Exercise instructions =
Return every line of the listing below unchanged and in its original order.

Data entries =
........
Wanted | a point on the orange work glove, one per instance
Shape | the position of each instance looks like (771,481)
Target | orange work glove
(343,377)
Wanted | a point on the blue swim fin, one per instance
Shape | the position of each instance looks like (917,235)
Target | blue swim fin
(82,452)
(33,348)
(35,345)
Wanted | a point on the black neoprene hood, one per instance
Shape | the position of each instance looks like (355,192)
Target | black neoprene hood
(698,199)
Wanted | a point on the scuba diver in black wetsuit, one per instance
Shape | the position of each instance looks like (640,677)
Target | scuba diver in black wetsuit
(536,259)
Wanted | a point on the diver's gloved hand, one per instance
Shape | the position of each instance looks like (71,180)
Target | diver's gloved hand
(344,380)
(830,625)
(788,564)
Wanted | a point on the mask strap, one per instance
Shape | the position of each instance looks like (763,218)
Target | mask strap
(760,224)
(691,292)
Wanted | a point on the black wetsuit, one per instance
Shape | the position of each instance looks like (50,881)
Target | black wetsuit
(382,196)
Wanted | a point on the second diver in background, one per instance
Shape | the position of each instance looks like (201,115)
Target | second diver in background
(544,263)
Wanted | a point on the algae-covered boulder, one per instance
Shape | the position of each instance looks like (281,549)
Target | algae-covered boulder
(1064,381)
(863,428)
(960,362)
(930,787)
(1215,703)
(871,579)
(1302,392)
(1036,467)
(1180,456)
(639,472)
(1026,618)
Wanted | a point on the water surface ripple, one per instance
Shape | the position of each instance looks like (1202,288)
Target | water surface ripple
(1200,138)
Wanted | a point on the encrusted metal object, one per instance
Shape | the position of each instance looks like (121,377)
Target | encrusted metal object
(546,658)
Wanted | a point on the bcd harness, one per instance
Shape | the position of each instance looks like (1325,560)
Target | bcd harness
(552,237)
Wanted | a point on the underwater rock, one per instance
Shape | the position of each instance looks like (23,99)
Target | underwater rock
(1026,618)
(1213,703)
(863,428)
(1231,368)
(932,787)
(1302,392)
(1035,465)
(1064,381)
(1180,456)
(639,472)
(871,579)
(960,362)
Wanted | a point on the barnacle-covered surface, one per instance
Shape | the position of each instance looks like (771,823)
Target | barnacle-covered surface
........
Complete output =
Wanted | a point on the orange work glove, one per instance
Shape | the position of each instance looks like (771,481)
Target | orange work glove
(343,377)
Wanted | a point on the blue swim fin, one per instance
Shape | the position of each instance looks like (917,235)
Target | blue swim fin
(82,452)
(33,348)
(35,345)
Wanted | a point on the black neoprene hood, one per instance
Shape | the position of each instance looks like (355,192)
Target | black neoprene hood
(698,199)
Wanted | a point on the scuba diver in black wetsuit, one per instance
Shape | the position of each instance looks like (640,677)
Target | scuba diver in black wetsuit
(536,259)
Wanted | a point on the diver's gloved hand, one per instance
Shape | the position of each instance looks like (71,180)
Target | diver's gloved hand
(344,380)
(830,625)
(788,564)
Wanted | a point on the mask strap, one per instance
Shape | the position of each instance looks like (763,218)
Target | mask strap
(760,224)
(691,292)
Wanted | a point on the black wetsuit, one per instance
Shape | the position of each instance looks like (50,881)
Target | black wetsuit
(382,196)
Wanted | a point on the second diver in background, one per instance
Shape | the position of each instance looks like (201,115)
Target | second diver in background
(544,263)
Wanted | a point on the algae-covered boulder, one per instance
Shape | the position of each instance looks like (281,549)
Target | algae-covered boulder
(1064,381)
(863,428)
(960,362)
(930,787)
(1215,703)
(871,579)
(1302,392)
(1036,467)
(1180,456)
(639,472)
(1026,618)
Wanted | a point on the water surface ripple, one per instance
Shape | the position of each instance looks like (1202,288)
Target | water surface ripple
(1200,138)
Wanted | a point on the encrusted metal object, one per instance
Shape | the position of each instance looks like (121,377)
Target | encrusted metal object
(546,658)
Wanted | a point on the bcd harness, one per instance
Shape | the position of each instance looks like (1325,560)
Target | bcd harness
(552,237)
Wanted | a point on the underwater rock, one per instance
Shape | the position of each instance looks like (23,99)
Target | underwater rock
(1026,618)
(1213,703)
(863,428)
(1231,368)
(932,787)
(1302,392)
(1035,465)
(1064,381)
(1180,456)
(639,472)
(871,579)
(960,362)
Wanted | a point on the barnacle-covered surface, one per instance
Shape | the position of each instance looks like (771,823)
Target | barnacle-covered surface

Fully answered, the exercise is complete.